• [Task requirements] From the entries, copy out every line in which the word "pointer" is found.

Top of The data

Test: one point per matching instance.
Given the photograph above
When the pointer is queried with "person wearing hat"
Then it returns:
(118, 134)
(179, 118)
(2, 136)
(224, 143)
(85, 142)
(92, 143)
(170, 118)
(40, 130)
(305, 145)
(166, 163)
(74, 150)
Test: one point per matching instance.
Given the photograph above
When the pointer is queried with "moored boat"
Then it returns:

Bottom of The data
Top of The data

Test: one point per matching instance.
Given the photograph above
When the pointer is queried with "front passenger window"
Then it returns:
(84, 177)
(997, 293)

Bottom of The data

• [Your solution]
When the pointer is queried with "person wearing hat"
When the pointer is queried with "moored boat"
When the pointer is queried with "front passenger window"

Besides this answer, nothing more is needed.